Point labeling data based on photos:
## START

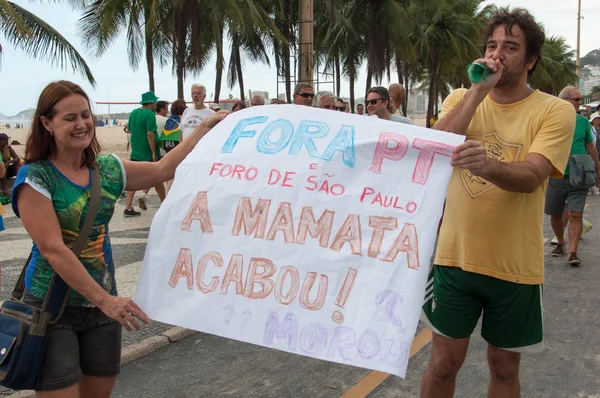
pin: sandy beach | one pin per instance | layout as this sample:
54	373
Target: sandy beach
112	140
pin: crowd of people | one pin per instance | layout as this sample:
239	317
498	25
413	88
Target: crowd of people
522	153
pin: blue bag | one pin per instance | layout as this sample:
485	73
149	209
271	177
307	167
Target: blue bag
23	326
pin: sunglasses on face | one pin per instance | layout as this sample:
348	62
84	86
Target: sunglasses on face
373	101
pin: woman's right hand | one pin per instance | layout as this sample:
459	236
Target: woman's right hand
123	310
212	120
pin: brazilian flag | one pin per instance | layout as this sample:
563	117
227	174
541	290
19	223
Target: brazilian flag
171	132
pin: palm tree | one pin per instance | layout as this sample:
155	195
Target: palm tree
285	15
248	27
146	23
193	37
448	33
342	45
387	22
30	33
556	69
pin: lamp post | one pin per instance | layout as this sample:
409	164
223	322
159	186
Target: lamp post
306	41
577	60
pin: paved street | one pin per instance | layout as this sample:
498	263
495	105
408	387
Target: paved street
209	366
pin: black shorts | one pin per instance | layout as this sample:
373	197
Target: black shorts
168	145
11	171
84	341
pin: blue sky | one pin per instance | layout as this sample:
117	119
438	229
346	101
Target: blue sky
22	78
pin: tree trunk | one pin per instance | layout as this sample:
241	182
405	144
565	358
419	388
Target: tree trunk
180	47
149	50
338	75
432	89
352	78
406	89
286	60
220	64
369	79
150	61
238	67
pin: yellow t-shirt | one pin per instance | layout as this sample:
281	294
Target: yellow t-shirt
488	230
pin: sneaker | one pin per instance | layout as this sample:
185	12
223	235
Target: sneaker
142	202
131	213
587	226
574	260
558	250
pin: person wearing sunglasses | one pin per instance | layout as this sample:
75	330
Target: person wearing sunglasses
565	203
303	94
324	100
378	104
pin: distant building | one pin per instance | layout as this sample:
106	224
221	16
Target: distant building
264	94
589	77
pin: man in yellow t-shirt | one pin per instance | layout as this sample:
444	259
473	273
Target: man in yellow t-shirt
490	256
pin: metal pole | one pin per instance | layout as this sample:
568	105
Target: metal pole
577	60
306	41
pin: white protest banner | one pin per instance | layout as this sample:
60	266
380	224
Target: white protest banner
304	230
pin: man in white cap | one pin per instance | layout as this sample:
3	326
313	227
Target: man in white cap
193	116
144	146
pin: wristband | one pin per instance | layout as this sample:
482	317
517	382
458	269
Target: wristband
477	72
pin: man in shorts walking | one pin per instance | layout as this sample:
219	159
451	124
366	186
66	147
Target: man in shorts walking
144	145
490	255
560	189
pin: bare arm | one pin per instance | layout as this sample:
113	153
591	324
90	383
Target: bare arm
14	156
523	176
458	119
152	143
142	175
591	148
40	221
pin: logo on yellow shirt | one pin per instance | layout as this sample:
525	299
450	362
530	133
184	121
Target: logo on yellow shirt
497	149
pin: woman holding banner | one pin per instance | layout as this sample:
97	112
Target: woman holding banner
51	196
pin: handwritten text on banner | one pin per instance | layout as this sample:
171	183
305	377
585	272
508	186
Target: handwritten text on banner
304	230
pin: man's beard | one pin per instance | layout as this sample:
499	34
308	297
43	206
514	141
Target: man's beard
510	78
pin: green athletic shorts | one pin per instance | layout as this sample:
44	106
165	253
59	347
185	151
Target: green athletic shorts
512	312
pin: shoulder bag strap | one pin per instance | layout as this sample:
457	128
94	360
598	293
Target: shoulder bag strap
58	292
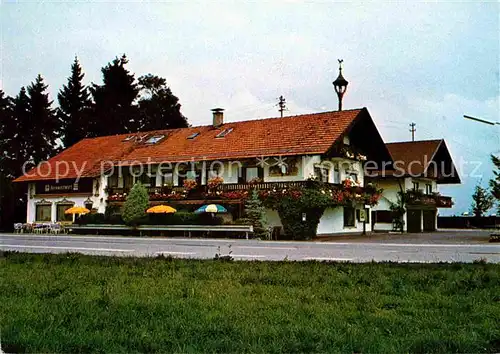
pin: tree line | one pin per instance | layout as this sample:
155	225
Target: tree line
33	128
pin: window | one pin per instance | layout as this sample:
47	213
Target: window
113	180
336	175
144	179
61	208
367	215
189	174
251	173
322	173
154	139
349	216
383	216
44	212
224	133
167	178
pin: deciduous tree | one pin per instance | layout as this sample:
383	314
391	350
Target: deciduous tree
482	201
114	110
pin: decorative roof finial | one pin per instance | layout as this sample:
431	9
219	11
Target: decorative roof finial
340	84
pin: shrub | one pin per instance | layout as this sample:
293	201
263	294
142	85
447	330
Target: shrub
256	213
134	209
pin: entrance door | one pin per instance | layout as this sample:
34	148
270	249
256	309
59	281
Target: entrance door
414	220
429	220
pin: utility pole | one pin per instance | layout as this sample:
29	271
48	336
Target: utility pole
282	105
412	130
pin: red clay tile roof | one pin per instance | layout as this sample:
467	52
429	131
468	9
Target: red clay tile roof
417	153
295	135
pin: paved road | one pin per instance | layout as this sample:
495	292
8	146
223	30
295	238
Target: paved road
253	249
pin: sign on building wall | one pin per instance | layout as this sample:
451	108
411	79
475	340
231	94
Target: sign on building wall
64	186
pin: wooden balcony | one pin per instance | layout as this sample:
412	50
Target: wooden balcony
225	191
430	200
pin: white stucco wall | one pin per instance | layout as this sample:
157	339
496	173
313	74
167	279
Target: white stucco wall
273	219
98	198
391	188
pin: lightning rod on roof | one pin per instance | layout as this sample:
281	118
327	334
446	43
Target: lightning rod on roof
412	130
282	105
340	84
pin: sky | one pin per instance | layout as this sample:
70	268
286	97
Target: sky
428	63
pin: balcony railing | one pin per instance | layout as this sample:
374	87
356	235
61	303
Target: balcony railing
429	199
223	191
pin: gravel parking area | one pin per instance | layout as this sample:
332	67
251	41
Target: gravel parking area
438	237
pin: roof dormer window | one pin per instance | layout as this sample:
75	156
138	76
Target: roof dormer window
154	139
224	133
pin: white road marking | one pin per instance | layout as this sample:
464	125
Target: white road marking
68	248
376	244
267	247
179	253
247	256
327	259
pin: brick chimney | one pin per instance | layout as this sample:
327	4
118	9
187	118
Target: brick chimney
218	117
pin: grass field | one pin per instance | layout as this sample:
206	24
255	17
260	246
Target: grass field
74	303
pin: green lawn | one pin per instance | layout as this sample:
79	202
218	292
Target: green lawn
74	303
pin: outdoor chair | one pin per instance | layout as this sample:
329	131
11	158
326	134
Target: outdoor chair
28	228
55	228
18	228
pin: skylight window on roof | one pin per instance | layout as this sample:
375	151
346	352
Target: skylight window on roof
224	133
154	139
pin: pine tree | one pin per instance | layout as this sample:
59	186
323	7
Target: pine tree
7	126
74	105
136	204
159	108
495	182
44	126
20	134
114	110
256	213
482	201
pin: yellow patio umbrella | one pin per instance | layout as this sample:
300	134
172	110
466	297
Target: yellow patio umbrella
77	210
161	209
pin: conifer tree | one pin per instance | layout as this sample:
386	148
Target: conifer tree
495	182
74	107
158	107
256	213
136	204
114	110
482	201
43	127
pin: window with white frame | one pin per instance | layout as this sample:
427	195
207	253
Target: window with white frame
43	212
322	173
336	174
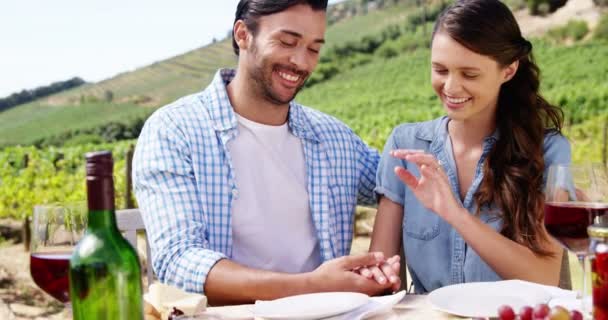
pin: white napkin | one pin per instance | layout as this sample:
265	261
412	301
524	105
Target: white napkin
165	297
560	297
554	292
375	306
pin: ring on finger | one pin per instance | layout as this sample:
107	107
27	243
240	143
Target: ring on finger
439	165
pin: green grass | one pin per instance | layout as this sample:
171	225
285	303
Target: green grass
374	98
26	124
353	29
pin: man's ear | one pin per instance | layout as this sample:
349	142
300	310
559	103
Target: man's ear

## END

◆ DIRECTIVE: Please reproduce every entry above word for word, leaving out the pictures.

◆ EXPECTED ANSWER:
pin: sandy beach | one pin per instance | layout as this sample:
54	373
Target: sandy beach
112	140
pin: crowd of people | one pin per instance | layout as this sample:
239	317
498	25
413	88
Target: crowd of people
522	153
pin: blue bag | one pin per instance | layout as this sample:
485	73
149	209
271	177
307	167
Target: blue bag
23	326
pin: sunglasses on face | one pin per instance | layout as this sample:
348	62
84	86
Target: sunglasses on face
373	101
pin: woman's right hand | one pin per instance | layout as this sample:
459	236
Target: woman's right hand
123	310
212	120
pin: brazilian flag | one pin per instance | layout as this sample:
563	117
227	174
541	290
19	223
Target: brazilian flag
171	132
pin: palm tree | one pin per instance | layout as this sample:
155	195
Target: palm tree
285	15
248	27
146	23
193	37
448	33
342	45
387	22
30	33
556	69
pin: lamp post | one pin per instance | layout as this sample:
409	164
223	322
159	186
Target: lamp post
306	41
577	60
pin: paved street | one pin per instance | layout as this sample:
498	263
495	105
408	387
Target: paved street
209	366
pin: black shorts | one pin per instance | layout as this sample:
373	197
Target: black shorts
168	145
11	171
84	341
pin: blue sky | one pin per instance | layout as this sample:
117	119
438	229
346	101
Target: blue sky
22	78
pin: tree trunk | one pin per instance | layout as this sample:
241	182
405	144
565	358
419	388
Target: tree trunk
180	47
149	50
338	75
432	89
352	78
406	89
286	60
220	64
369	79
150	61
238	67
pin: yellow t-shirt | one pin per instance | layout as this sample:
281	294
Target: yellow t-shirt
488	230
pin: sneaker | one pin per instance | layout as this sample:
185	12
223	235
Target: sneaker
142	202
131	213
587	226
574	260
558	250
pin: person wearing sunglasses | one pin per instance | layout as this sample:
75	330
Target: person wearing sunglasses
565	203
303	94
324	100
378	104
pin: distant building | one pin per instance | layout as this sample:
106	224
221	16
Target: distant building
264	94
589	77
pin: man in yellow t-shirt | one pin per instance | layout as this sample:
444	259
473	273
Target: man in yellow t-shirt
490	256
pin: metal pole | one pin per instance | layout as this sample:
568	105
Target: metal pole
577	60
306	41
pin: white protest banner | one pin per instance | layout as this sample:
60	266
380	224
Target: white protest banner
304	230
pin: man in white cap | one pin per instance | layout as this sample:
3	326
313	227
Target: man in white cap
193	116
144	146
pin: wristband | one pin per instance | layout as this sample:
482	317
517	382
458	269
Target: wristband
477	72
pin: man in shorts walking | one pin per instance | layout as this sample:
219	159
451	124
366	186
66	147
Target: man in shorts walking
144	145
490	255
560	189
pin: bare arm | one pin per instance | layout as this sample:
113	153
591	324
90	383
Target: bare arm
14	156
523	176
458	119
152	143
142	175
591	148
40	221
pin: logo on yellow shirt | one pin per instance | layout as this sample:
525	299
450	362
530	133
184	121
Target: logo on yellow shirt
497	149
pin: woman holding banner | one pin per instance | layout as this sample:
97	112
Target: woman holding banner
51	196
pin: handwritten text on banner | one pin per instance | layout as this sample:
171	183
305	377
585	272
508	186
Target: handwritten text on banner
304	230
pin: man's beard | one pin per instance | layout as this sample:
499	34
308	297
43	206
514	141
Target: man's beard
510	78
pin: green athletic shorts | one pin per instance | layout as this sample:
44	106
165	253
59	347
185	151
Target: green athletic shorts
512	312
pin: shoulder bag strap | one pin per instance | layout as this sample:
457	128
94	360
598	293
Target: shoulder bag strap
58	292
pin: tree line | one pin per instance | layout as this sample:
155	225
Target: tree line
33	128
pin: window | one pin per instance | layout as this sample:
47	213
Target: window
113	180
336	175
144	179
61	208
367	215
189	174
251	173
322	173
154	139
349	216
383	216
44	212
224	133
167	178
pin: deciduous tree | one pin per instance | layout as this sample:
383	314
391	350
Target: deciduous tree
482	201
114	110
pin: decorative roof finial | one pin per instance | layout as this sample:
431	9
219	11
Target: decorative roof finial
340	84
pin: shrub | one pin per instance | layout as this sample:
293	201
263	294
142	85
447	330
Target: shrub
256	213
134	209
pin: entrance door | one pin per instance | layout as this sample:
34	148
270	249
256	309
59	281
Target: entrance door
414	220
429	220
pin: utility pole | one pin per instance | layout as this sample:
29	271
48	336
Target: utility pole
282	105
412	130
pin: red clay tile roof | one pin per instance | layout as this sample:
467	52
429	131
468	9
Target: red clay tile roof
417	153
295	135
pin: paved road | one pin per instance | layout as this sample:
495	292
8	146
223	30
295	238
Target: paved road
253	249
pin: sign on building wall | one pin per instance | layout as this sample:
451	108
411	79
475	340
231	94
Target: sign on building wall
64	186
pin: wooden balcony | one pin per instance | layout as this sample:
412	50
Target: wooden balcony
225	191
430	200
pin: white stucco wall | one pin per instance | layout as this sample:
157	339
496	173
313	74
167	279
Target: white stucco wall
273	219
98	198
391	188
pin: lightning rod on roof | one pin per instance | layout as this sample:
281	118
327	334
446	43
Target: lightning rod on roof
412	130
282	105
340	84
pin: sky | one pin per instance | layout as this sample:
70	268
286	97
Target: sky
428	63
pin: balcony railing | one pin per instance | layout as this sample:
374	87
356	235
61	303
Target: balcony railing
429	199
223	191
pin: gravel parking area | one pin per instance | layout as this sample:
332	67
251	41
Target: gravel parking area
438	237
pin: roof dormer window | one pin per instance | layout as this sample:
75	156
138	76
Target: roof dormer window
154	139
224	133
pin: white road marking | one pin per instance | layout as this sample:
464	125
Target: white road marking
68	248
376	244
267	247
179	253
247	256
327	259
pin: brick chimney | one pin per instance | layout as this sample:
327	4
118	9
187	118
Target: brick chimney
218	117
pin: grass field | one pin per instance | layout as this sample:
206	24
255	17
260	246
Target: grass field
74	303
pin: green lawn | one pin per instance | layout as this sample:
79	202
218	292
Target: green lawn
74	303
pin: outdoor chair | one pin per instance | layout as this sample:
329	131
11	158
326	134
Target: outdoor chair
28	228
55	228
18	228
pin: skylight window on roof | one pin per instance | layout as this sample:
375	151
346	352
Target: skylight window on roof
224	133
154	139
pin: pine tree | one pin per instance | layout as this sample:
59	186
323	7
Target: pine tree
7	126
74	105
136	204
159	108
495	182
44	126
20	134
114	110
256	213
482	201
pin: yellow patio umbrella | one pin per instance | layout as this sample:
300	134
172	110
466	297
Target: yellow patio umbrella
77	210
161	209
pin: conifer tree | one pin per instance | layout as this sample:
386	148
Target: conifer tree
495	182
74	107
158	107
256	213
136	204
114	110
482	201
43	127
pin: window with white frame | one pin per instance | layout as this sample:
427	195
207	253
Target: window with white frame
43	212
322	173
336	174
pin: white napkin | one pin per instance | layout as this sample:
265	261
412	301
524	105
Target: white napkin
165	297
560	297
554	292
375	306
pin: ring on finger | one pin per instance | layout as this sample:
107	107
27	243
240	143
Target: ring on finger
439	165
pin: green grass | one pin per instance | layout as this sample:
171	225
285	303
Target: green grass
374	98
26	124
353	29
pin: man's ear | one pin per instance | layout as this sample:
349	142
300	310
559	103
Target: man's ear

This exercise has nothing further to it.